What is expected | Could you turn the rows below into a two-column CSV with the headers request and answer, one line per row, putting each row's text and its answer in their own quoted fields and replacing any line breaks with spaces? Leave the pictures out.

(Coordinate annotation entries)
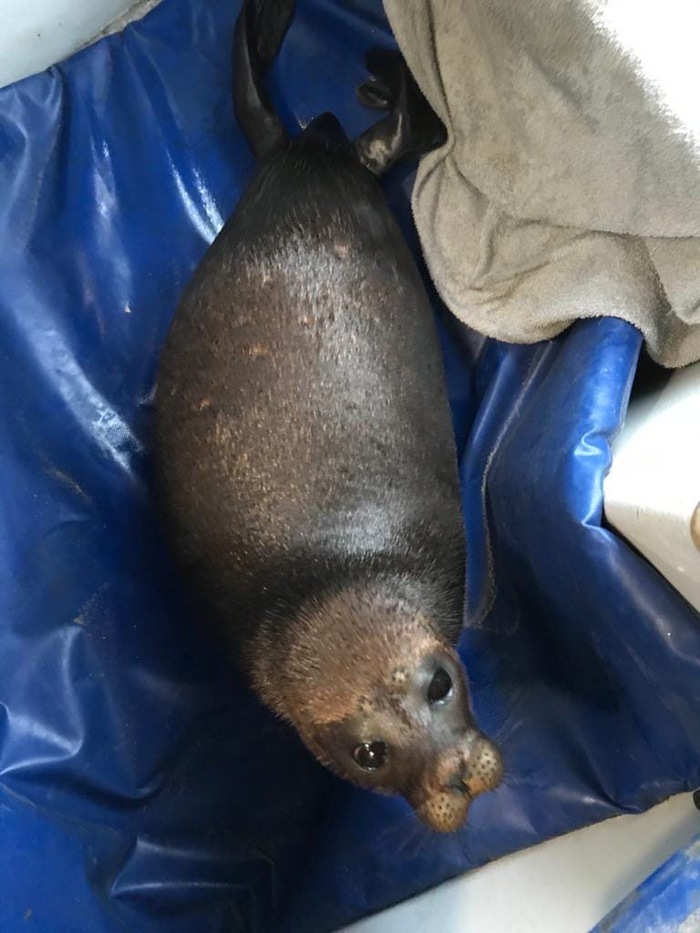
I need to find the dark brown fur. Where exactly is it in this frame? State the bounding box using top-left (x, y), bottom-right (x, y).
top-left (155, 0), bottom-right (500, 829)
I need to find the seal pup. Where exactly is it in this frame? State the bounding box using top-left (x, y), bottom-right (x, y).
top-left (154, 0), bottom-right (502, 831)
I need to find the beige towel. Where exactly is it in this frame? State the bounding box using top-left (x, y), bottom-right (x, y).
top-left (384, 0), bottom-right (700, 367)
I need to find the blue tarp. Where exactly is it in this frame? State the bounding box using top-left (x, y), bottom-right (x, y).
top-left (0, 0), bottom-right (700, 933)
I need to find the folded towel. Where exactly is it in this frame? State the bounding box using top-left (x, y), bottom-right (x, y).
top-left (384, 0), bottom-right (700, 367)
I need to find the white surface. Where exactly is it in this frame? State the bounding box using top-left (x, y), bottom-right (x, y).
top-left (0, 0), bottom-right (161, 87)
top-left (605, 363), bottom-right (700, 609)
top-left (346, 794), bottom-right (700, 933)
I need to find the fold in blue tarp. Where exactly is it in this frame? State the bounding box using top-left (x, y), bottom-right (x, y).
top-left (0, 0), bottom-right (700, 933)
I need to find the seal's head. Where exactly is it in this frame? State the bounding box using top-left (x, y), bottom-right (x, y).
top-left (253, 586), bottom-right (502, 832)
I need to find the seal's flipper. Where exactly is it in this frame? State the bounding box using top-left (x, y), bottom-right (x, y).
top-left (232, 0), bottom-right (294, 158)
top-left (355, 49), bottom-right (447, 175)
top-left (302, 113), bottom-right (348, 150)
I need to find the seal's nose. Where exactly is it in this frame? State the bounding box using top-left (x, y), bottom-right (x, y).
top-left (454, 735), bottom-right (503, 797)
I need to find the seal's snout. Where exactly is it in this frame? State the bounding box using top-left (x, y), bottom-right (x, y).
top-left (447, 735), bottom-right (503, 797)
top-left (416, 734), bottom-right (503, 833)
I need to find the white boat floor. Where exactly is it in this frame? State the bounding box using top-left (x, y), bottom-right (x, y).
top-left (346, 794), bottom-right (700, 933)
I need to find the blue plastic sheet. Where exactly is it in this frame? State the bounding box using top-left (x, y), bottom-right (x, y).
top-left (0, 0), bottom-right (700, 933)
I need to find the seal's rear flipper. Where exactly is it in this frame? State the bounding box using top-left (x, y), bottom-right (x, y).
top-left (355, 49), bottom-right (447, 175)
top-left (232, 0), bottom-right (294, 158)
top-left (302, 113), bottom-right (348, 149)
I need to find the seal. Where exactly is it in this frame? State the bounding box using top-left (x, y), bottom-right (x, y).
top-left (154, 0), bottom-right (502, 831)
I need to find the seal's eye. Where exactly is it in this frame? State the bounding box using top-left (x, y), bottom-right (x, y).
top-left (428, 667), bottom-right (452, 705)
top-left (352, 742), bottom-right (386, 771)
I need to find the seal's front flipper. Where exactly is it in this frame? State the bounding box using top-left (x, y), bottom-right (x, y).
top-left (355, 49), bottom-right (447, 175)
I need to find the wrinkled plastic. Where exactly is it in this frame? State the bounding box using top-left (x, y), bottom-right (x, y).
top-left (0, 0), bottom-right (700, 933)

Completed exercise |
request,answer
"I need to find the dark brown fur. Where exactly is it in this frame? State the bounding box using top-left (x, y), bottom-right (x, y).","top-left (155, 0), bottom-right (500, 829)"
"I need to find the seal pup. Where exactly is it in this frame? State the bounding box using top-left (x, y), bottom-right (x, y).","top-left (154, 0), bottom-right (502, 831)"
"I need to find the beige towel. Where exactly is it in this frame? State the bounding box using top-left (x, y), bottom-right (x, y).","top-left (384, 0), bottom-right (700, 367)"
"I need to find the blue tarp. Where exactly is it in this frame? State the bounding box using top-left (x, y), bottom-right (x, y).","top-left (0, 0), bottom-right (700, 933)"
"I need to find the folded towel. Where exactly is it in this frame? State the bounding box using top-left (x, y), bottom-right (x, y).","top-left (384, 0), bottom-right (700, 367)"
"I need to find the white surface. Where exactly is it in this frame? State the bounding box using top-left (x, y), bottom-right (x, y).","top-left (0, 0), bottom-right (161, 87) top-left (605, 363), bottom-right (700, 609) top-left (346, 794), bottom-right (700, 933)"
"I need to find the fold in blue tarp. Where exactly is it in this frame? State the bounding box using top-left (x, y), bottom-right (x, y).","top-left (0, 0), bottom-right (700, 933)"
"I need to find the seal's head. Where exactly is it in this frame? State the bounding box using top-left (x, y), bottom-right (x, y).","top-left (253, 586), bottom-right (502, 832)"
"I need to find the seal's flipper. Where exactly is it in this frame? State the bounding box using top-left (x, y), bottom-right (x, y).","top-left (232, 0), bottom-right (294, 158) top-left (355, 49), bottom-right (447, 175) top-left (302, 113), bottom-right (348, 150)"
"I need to find the seal's nose. Where exactly is it in this frame? State the bounding box using top-left (x, y), bottom-right (x, y).","top-left (454, 735), bottom-right (503, 797)"
"I need to find the seal's snout. Where exactly is it in this frame? State the bounding box using top-left (x, y), bottom-right (x, y).","top-left (447, 735), bottom-right (503, 797) top-left (416, 734), bottom-right (503, 833)"
"I need to find the white boat floor. Where exactly is it in this frame? State the bounding box using top-left (x, y), bottom-right (x, y).","top-left (346, 794), bottom-right (700, 933)"
"I need to find the blue plastic sheet. Where exactly is it in this frame? State the bounding box using top-left (x, y), bottom-right (x, y).","top-left (0, 0), bottom-right (700, 933)"
"I need to find the seal's rear flipper. Where exactly is it in this frame? State the bounding box using top-left (x, y), bottom-right (x, y).","top-left (355, 49), bottom-right (447, 175) top-left (232, 0), bottom-right (294, 158) top-left (302, 113), bottom-right (348, 149)"
"I need to find the seal. Where exactly is it in this frame? State the bounding box using top-left (x, y), bottom-right (x, y).","top-left (154, 0), bottom-right (502, 831)"
"I need to find the seal's eye. Where exactly is it in this frame? State the bounding box using top-left (x, y), bottom-right (x, y).","top-left (428, 667), bottom-right (452, 705) top-left (352, 742), bottom-right (386, 771)"
"I need to find the seal's front flipper. Where exactly is it in this frame? State the bounding box using top-left (x, y), bottom-right (x, y).","top-left (355, 49), bottom-right (447, 175)"
"I need to find the wrinkled plastic. Where exactly is it in this frame? State the bounding box using top-left (x, y), bottom-right (x, y).","top-left (0, 0), bottom-right (700, 933)"